Cela passe par la révision de l’enseignement des sciences médicales mais pas seulement car il y a nécessité impérieuse de diversifier les filières et de mettre en place les connexions nécessaires avec certaines filières technologiques qui sont d’un apport certain à la médecine humaine. A cet égard, la question de la réhabilitation de l’échelle des valeurs dans l’environnement national, et celle de la réhabilitation du mérite et de la compétence dans la formation et la production de soins devraient être au cœur de toute démarche aspirant à consolider la place et le statut du cadre de santé.
C’est un impératif car le vieillissement de la population dans les pays développés a engendré une forte demande (cadres médicaux et paramédicaux) et il serait illusoire de croire qu’on pourrait garder l’essentiel du produit de la formation médicale et paramédicale s’il n’y a pas la mise en place d’un new deal qui replace les producteurs de soins au cœur du système de santé et leur offre un statut socioéconomique en haut de l’échelle sociale.
Le quatrième défi concerne l’organisation et la gestion des soins.
Le secteur de la santé a tiré le meilleur de ce que l’on pouvait obtenir de l’actuelle organisation du système national de santé qui a atteint ses limites et tend à tirer vers le bas les performances générales du système. La révision effective et sur le terrain du cadre de gestion du système de santé est aujourd’hui incontournable si nous voulons, notamment, mettre en place des réseaux intégrés de prise en charge des besoins de santé, optimiser l’utilisation de nos ressources et donner à nos établissements de santé une gestion plus fluide en rapport avec les impératifs de santé.

__TÂCHE A__: D'après l'extrait sur le système de santé, quel phénomène a engendré une forte demande de cadres médicaux et paramédicaux dans les pays développés ?
__TÂCHE B__: Modifiez le passage de l'extrait sur le système de santé situé entre "Cela passe par" et "cadre de santé.", inclus, en remplaçant "compétence" par "qualification".
__TÂCHE C__: Reprenez l'extrait sur le système de santé là où il s'arrête et poursuivez-le, s'il vous plaît.
Les lignes ci-après n'ont aucun rapport avec l'extrait sur le système de santé.

__ENTRÉES EXTRAITES__:
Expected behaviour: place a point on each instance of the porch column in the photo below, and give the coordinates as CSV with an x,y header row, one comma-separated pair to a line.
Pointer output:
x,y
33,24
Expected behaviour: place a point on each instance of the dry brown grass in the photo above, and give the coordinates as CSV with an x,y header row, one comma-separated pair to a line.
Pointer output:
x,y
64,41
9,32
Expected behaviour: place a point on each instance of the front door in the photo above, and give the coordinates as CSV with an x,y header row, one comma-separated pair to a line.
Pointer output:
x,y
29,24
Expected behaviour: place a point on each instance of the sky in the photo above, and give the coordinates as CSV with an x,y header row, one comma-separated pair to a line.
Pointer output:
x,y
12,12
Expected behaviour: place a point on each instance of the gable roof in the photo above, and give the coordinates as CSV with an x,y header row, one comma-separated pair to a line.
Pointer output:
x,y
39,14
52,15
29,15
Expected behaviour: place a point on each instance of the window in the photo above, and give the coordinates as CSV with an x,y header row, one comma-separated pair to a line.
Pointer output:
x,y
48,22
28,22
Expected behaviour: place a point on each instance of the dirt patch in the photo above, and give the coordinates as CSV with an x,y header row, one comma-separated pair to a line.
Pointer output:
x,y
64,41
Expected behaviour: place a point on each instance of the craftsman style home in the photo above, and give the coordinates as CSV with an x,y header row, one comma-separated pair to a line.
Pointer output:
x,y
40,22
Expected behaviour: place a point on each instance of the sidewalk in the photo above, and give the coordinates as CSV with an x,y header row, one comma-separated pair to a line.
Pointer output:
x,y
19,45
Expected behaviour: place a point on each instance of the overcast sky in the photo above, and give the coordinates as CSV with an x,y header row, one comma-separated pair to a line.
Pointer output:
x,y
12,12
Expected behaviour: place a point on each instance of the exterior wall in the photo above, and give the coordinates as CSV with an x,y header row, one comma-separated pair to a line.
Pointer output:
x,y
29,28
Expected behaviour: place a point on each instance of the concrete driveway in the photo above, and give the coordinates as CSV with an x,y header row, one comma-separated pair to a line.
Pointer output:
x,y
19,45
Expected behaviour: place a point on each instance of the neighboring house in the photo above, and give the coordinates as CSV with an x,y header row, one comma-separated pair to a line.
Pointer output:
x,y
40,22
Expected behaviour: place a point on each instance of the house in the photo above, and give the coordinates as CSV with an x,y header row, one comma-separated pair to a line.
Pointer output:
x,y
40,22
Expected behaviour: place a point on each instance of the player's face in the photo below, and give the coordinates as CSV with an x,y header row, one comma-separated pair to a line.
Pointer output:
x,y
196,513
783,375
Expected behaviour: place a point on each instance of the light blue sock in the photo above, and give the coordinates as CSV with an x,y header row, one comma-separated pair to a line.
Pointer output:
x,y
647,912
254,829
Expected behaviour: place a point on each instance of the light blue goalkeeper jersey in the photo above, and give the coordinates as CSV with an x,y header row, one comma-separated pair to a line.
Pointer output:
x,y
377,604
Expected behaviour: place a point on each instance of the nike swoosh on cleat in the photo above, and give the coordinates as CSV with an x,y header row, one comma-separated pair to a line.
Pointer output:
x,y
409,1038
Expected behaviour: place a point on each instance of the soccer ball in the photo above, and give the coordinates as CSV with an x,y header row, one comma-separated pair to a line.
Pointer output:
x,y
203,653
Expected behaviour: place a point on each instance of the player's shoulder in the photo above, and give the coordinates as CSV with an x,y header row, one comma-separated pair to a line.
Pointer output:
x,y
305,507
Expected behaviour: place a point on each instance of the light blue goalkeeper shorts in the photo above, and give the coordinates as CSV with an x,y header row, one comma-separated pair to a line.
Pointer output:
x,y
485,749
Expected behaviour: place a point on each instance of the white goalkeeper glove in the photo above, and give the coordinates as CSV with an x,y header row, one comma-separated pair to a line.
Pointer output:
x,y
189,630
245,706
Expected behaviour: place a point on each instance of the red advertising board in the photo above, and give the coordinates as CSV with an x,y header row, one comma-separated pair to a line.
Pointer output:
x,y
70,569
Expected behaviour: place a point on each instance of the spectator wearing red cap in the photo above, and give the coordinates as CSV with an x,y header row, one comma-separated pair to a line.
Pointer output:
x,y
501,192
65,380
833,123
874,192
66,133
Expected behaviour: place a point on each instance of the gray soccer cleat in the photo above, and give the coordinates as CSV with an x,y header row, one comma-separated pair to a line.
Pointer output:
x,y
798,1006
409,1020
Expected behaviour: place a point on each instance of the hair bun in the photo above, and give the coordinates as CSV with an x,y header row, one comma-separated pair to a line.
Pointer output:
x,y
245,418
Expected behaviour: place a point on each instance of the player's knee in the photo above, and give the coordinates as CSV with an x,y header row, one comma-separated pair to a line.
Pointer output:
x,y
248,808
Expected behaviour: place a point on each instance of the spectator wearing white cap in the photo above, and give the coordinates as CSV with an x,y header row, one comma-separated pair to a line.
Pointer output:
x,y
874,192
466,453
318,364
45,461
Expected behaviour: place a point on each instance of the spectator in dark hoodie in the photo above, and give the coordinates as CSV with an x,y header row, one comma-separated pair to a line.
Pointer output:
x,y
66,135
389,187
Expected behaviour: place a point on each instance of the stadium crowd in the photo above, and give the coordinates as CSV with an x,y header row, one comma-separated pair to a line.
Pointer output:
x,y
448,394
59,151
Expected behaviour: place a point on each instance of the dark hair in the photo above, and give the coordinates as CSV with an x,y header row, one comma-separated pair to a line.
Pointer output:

__RÉPONSE A__: Le vieillissement de la population.

__RÉPONSE B__:
Cela passe par la révision de l’enseignement des sciences médicales mais pas seulement car il y a nécessité impérieuse de diversifier les filières et de mettre en place les connexions nécessaires avec certaines filières technologiques qui sont d’un apport certain à la médecine humaine. A cet égard, la question de la réhabilitation de l’échelle des valeurs dans l’environnement national, et celle de la réhabilitation du mérite et de la qualification dans la formation et la production de soins devraient être au cœur de toute démarche aspirant à consolider la place et le statut du cadre de santé.

__RÉPONSE C__:
C’est cette révision qui permettra au système de basculer dans la modernité et de valoriser les ressources et les compétences que recèle le secteur de la santé. Il s’agira aussi, et notamment, d’appréhender l’organisation de l’offre de soins dans une perspective globale intégrant tous les acteurs (public et libéral) sur des bases codifiées, normalisées, moralisées et transparentes car c’est cette absence de normalisation et de transparence qui a induit les dérives que nous connaissons et qui risquent, à terme et si elles ne sont pas prises en charge, de détruire le secteur hospitalier public et de transformer le secteur libéral de la santé en une activité strictement commerciale.
Il est vrai que seul un secteur public fort peut tirer vers le haut le secteur libéral et lui donner une valeur ajoutée qui dépasse la simple production des soins en l’intégrant dans des mécanismes de formation et de recherche dans une démarche globale cohérente mutualisant toutes les ressources dont dispose la collectivité en la matière.
Si donc, la sécurité nationale s’étudie en termes de menaces et de vulnérabilités, nous pouvons dire que l’aspiration à mettre en œuvre des mesures visant à atteindre une gestion adéquate et continue des services de santé maintenant et au profit des générations futures, à assurer la stabilité et l’efficacité du système de santé sur une base durable et à doter l’Algérie des moyens lui permettant de faire face aux défis sanitaires internes et externes, cette aspiration va dans le sens d’un apport certain à la sécurité nationale. Les menaces de nouvelles pandémies, la transition en cours du système économique globalisé et les risques induits par les tensions géopolitiques régionales et mondiales en font une question d’une brûlante actualité.